*Document text*:

Our primary outcome of interest was a composite complication outcome that consisted of maternal hemorrhage; laceration or operative complication; infection; and all other complications, such as thrombotic complications.
Any vaginal tear is a major complication? No, 1st and 2nd degree lacerations are minor complications and quite common; many do not even require stitches. To include them in “major complications” is irresponsible and indefensible.
An obstetric hemorrhage is a serious complication? Not if it doesn’t require a blood transfusion, it isn’t. Indeed many studies looking at maternal morbidity do not consider any hemorrhage that does not require 2 or even 3 units of blood to be a serious complication.
Moreover, I’m always suspicious of composite indices in clinical investigations. Amalgamating the results from disparate outcomes into a “composite index” can hide a myriad of heterogeneous findings and lead to faulty conclusions. That’s exactly what happened here.
Take a look at the author’s table of results of the various individual outcomes as well as the composite outcomes.
In the entire table, encompassing multiple outcomes of vaginal births and multiple outcomes of Cesarean birth, there is only ONE individual complication that is more than 5X higher in low quality hospitals than in high quality hospitals (outlined in red on the table below). Every other complication has variations that don’t even come close to 5 fold. But since the rate of hemorrhage is so much higher than the rate of all other complications (except lacerations in vaginal births) that it makes up an outsize portion of the composite index.

*Data shown*:
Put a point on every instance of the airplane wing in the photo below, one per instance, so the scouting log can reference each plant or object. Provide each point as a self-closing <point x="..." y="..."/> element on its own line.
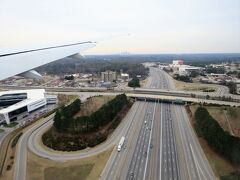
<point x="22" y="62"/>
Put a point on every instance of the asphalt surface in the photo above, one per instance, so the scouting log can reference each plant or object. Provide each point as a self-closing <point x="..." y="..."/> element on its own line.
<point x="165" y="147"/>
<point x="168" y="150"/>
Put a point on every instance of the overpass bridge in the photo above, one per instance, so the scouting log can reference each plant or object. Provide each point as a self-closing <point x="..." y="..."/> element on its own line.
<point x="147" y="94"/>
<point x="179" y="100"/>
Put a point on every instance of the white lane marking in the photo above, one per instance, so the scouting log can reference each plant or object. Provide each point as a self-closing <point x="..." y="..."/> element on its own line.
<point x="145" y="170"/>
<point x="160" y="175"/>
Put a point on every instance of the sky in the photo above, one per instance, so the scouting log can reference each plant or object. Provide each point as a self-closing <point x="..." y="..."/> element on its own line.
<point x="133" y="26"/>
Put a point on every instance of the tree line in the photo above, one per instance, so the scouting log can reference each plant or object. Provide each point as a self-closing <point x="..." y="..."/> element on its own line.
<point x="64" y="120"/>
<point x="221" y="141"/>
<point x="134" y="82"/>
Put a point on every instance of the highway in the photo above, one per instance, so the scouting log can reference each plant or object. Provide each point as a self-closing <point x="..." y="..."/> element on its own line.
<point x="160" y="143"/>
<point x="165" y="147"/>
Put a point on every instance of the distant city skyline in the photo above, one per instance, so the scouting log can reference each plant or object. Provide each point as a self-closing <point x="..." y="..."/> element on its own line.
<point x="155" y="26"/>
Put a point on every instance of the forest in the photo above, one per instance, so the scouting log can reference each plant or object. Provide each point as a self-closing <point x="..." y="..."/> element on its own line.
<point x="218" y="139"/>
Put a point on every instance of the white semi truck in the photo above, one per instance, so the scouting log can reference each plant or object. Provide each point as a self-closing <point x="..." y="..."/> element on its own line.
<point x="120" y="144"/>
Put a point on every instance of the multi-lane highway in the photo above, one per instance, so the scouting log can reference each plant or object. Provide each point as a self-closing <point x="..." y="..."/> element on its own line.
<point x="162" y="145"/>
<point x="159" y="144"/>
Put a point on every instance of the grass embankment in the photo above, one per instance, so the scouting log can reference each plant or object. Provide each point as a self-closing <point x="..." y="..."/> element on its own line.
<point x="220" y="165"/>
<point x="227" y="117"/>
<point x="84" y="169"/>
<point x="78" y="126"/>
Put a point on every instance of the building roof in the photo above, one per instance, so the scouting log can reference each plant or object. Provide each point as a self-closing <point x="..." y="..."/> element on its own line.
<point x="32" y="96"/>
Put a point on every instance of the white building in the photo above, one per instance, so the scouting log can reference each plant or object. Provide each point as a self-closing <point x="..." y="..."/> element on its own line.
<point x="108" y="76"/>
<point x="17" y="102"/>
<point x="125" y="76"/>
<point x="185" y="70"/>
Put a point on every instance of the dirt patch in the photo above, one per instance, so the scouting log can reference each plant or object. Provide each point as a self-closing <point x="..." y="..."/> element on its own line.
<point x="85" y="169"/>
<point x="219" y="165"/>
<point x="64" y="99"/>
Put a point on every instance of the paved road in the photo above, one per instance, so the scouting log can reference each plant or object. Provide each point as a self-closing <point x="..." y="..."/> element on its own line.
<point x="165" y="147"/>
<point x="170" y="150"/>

==

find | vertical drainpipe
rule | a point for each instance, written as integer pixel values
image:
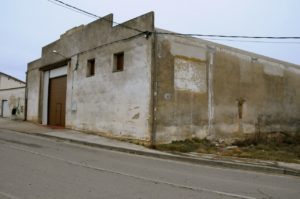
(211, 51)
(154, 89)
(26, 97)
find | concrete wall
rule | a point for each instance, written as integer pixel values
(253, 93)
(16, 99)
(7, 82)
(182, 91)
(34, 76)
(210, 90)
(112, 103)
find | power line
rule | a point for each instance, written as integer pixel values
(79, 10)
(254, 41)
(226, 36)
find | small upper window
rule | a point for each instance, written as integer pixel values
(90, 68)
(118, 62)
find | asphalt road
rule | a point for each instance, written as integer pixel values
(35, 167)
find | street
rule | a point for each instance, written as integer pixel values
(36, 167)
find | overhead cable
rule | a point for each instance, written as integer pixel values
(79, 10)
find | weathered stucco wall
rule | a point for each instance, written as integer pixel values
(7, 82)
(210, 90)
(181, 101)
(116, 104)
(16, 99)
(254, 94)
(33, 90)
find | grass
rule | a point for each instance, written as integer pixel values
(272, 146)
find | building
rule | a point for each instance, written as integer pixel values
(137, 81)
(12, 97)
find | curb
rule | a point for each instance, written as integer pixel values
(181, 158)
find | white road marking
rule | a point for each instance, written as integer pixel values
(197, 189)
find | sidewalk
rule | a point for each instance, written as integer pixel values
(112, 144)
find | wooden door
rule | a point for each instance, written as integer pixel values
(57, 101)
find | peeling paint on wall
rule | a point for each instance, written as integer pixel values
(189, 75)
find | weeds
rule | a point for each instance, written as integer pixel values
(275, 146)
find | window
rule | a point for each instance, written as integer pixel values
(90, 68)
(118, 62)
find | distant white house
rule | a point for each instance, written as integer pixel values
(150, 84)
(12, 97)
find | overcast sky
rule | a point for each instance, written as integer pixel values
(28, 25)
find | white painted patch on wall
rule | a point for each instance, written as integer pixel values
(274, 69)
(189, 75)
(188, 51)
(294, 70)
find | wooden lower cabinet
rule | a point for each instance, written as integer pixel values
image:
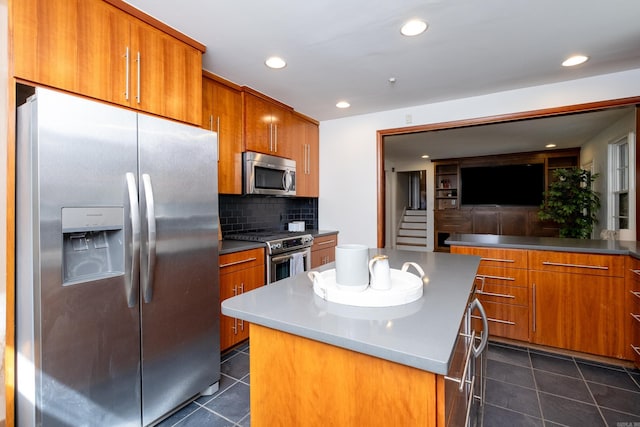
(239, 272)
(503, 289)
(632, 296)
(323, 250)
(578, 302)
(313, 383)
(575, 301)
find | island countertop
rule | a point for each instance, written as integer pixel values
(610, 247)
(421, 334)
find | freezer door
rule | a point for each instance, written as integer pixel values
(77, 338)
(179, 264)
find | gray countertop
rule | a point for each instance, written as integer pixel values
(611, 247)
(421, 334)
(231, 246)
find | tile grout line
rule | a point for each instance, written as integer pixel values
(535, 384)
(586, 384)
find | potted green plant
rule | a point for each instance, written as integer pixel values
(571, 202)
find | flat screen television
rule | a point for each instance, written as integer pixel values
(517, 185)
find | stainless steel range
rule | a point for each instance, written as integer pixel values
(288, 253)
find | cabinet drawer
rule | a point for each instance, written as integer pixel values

---

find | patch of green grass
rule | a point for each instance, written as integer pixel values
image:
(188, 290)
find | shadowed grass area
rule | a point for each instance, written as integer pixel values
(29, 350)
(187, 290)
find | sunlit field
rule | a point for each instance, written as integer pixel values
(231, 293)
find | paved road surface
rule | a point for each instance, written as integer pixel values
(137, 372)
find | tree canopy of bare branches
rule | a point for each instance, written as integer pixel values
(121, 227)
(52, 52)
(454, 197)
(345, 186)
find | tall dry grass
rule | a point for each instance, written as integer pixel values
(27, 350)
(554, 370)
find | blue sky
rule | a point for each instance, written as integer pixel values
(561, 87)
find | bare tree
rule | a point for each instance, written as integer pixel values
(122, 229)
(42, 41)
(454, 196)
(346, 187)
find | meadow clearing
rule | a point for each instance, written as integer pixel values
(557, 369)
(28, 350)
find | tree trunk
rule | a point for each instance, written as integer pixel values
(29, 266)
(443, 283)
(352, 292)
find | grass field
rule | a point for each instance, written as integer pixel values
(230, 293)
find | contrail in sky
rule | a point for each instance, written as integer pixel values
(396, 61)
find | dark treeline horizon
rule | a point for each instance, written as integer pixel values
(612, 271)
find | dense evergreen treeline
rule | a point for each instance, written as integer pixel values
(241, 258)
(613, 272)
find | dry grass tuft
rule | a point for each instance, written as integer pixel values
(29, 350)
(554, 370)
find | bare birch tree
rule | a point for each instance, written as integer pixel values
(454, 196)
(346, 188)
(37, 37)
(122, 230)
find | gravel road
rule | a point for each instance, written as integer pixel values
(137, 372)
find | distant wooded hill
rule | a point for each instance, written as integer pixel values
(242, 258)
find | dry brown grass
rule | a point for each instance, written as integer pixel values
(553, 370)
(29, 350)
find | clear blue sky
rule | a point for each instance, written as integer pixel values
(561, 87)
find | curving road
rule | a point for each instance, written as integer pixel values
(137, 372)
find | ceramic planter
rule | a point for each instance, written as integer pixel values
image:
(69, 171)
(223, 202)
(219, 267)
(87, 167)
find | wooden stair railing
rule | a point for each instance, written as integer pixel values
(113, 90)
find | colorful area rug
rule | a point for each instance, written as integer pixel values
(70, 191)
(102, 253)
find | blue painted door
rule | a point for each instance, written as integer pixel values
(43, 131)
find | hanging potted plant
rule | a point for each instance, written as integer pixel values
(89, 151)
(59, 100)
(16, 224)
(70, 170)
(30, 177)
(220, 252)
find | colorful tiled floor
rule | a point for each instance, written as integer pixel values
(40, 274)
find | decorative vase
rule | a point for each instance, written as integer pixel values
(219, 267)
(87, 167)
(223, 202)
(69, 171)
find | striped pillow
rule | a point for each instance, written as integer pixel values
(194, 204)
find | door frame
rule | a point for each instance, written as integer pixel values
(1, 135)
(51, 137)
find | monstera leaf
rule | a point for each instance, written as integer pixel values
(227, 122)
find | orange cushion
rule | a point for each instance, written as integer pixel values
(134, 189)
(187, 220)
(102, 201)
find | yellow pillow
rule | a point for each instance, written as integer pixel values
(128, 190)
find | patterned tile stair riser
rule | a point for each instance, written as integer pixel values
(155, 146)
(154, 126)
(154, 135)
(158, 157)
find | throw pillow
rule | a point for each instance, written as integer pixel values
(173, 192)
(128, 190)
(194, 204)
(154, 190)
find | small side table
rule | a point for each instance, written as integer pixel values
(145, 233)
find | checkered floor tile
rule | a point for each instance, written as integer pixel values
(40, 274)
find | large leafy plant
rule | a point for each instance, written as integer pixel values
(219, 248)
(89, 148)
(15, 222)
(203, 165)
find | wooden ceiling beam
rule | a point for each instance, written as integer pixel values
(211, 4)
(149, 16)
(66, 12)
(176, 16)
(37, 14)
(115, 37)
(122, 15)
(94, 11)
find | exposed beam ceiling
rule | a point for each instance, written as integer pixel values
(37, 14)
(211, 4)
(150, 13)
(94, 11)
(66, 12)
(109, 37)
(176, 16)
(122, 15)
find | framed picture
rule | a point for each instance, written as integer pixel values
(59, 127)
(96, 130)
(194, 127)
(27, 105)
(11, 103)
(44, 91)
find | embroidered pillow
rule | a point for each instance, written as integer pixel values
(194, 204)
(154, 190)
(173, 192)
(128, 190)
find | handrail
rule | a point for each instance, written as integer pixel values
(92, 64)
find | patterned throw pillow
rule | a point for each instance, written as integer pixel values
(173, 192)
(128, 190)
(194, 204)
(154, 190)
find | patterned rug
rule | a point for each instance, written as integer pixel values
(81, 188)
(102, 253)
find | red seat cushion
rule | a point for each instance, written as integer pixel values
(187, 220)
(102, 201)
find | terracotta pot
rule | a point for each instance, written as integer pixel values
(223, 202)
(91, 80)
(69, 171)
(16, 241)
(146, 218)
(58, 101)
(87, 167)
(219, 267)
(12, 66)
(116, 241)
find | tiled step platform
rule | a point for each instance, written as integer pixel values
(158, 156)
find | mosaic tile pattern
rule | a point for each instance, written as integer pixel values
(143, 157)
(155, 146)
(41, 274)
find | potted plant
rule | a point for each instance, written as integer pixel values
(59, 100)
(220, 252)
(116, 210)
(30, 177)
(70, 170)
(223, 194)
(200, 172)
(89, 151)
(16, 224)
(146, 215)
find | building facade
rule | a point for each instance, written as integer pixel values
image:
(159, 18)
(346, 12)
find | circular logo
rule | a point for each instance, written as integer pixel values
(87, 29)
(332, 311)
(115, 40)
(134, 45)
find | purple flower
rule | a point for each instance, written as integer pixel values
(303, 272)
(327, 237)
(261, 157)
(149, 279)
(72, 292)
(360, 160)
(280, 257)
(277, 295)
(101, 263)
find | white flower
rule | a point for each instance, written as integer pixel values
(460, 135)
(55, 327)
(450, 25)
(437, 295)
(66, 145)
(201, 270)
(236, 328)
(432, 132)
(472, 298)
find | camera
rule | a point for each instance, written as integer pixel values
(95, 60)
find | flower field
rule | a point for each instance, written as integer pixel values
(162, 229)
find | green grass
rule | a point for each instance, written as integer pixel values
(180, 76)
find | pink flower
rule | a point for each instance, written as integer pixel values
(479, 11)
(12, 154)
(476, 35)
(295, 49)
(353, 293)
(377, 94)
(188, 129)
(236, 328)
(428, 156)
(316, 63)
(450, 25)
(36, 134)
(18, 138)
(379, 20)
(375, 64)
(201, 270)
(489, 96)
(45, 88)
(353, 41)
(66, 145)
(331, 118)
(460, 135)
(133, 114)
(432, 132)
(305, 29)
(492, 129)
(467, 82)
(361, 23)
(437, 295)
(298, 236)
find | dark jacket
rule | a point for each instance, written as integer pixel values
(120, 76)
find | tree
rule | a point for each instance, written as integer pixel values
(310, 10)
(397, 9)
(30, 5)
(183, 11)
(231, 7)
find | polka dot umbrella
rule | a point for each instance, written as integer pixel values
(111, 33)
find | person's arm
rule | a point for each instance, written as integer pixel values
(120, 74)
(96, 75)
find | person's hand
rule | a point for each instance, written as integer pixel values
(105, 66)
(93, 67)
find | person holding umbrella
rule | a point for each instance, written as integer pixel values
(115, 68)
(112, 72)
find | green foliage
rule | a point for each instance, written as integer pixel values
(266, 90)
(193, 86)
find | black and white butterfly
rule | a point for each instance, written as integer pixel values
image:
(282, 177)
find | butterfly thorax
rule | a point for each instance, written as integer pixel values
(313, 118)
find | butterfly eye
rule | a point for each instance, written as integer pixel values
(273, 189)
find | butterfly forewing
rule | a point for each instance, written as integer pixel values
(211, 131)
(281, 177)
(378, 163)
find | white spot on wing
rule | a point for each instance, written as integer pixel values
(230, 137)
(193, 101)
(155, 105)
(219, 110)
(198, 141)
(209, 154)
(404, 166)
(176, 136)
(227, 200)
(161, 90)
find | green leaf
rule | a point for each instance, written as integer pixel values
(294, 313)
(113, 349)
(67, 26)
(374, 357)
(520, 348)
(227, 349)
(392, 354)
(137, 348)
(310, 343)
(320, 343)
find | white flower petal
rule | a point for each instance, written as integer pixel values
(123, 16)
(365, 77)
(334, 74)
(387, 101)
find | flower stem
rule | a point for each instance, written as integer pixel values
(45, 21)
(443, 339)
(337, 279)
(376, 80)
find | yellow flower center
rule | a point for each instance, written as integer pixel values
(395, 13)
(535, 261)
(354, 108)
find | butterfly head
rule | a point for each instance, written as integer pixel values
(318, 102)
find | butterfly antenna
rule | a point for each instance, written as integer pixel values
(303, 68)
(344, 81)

*Assigned task 1*: Can you sum up the critique of the study's composite complication outcome in two sentences?
*Assigned task 2*: Write what comes next in the critique of the study's composite complication outcome, starting after its last sentence.

*Exercise output 1*: The critique argues that counting first- and second-degree lacerations, many of which do not even need stitches, and hemorrhages that do not require a blood transfusion as serious complications is misleading. It adds that composite indices can hide heterogeneous findings: only one individual complication is more than five times higher in low-quality hospitals, and because hemorrhage occurs so much more often than the other complications, it makes up an outsize portion of the composite index.

*Exercise output 2*:
The authors claim to have found:
Women undergoing a cesarean delivery at a low-performing hospital were nearly five times more likely to experience a major complication (20.93 percent) than women undergoing a
cesarean delivery at a high-performing hospital (4.37 percent) (Exhibit 1).
That conclusion is deeply misleading and therefore irresponsible.
The authors ACTUALLY found that the rate of peri-Cesarean hemorrhage was 6.5X higher in low performing hospitals than in high performing hospitals. Every other possible complication, including every complication of vaginal birth, and every other complication of Cesarean differed by approximately 2 fold. And we don’t even know if these hemorrhages were serious complications or merely above average blood loss at the time of surgery.
In other words, the title of the paper, Rates Of Major Obstetrical Complications Vary Almost Fivefold Among US Hospitals, is a lie.
Only ONE complication (not complications) differed by 5 fold, and maybe not even that since all obstetric hemorrhages are treated as serious complications even though most of them are not. Everything else did not differ by anywhere close to 5 fold.
Apparently the folks at Consumer Reports don’t read the scientific papers they report on, either. They, too, have a indefensibly misleading headline, Having a baby in the U.S. is more dangerous than you might think.
In addition to promoting the grossly inappropriate conclusion of the Health Affairs paper, they include this gem as well:
Thirteen percent of them, or some 550,000 women a year, suffer serious bleeding, blood clots, infections, or other complications, according to a study out this week in the journal Health Affairs. That’s a complication rate comparable to heart surgery.
But not all of those women suffered serious complications, most of the vaginal lacerations were not serious complications and most of the obstetric hemorrhages were not serious complications. Even the authors of the original paper acknowledge that:
the rate of obstetric complications is nearly 13 percent, which is similar to the rates of major complications for cardiac (13.4 percent) and noncardiac surgery (12.3 percent). Maternal complications such as hemorrhage, infection, and laceration are frequently less severe than complications following major surgery… (my emphasis)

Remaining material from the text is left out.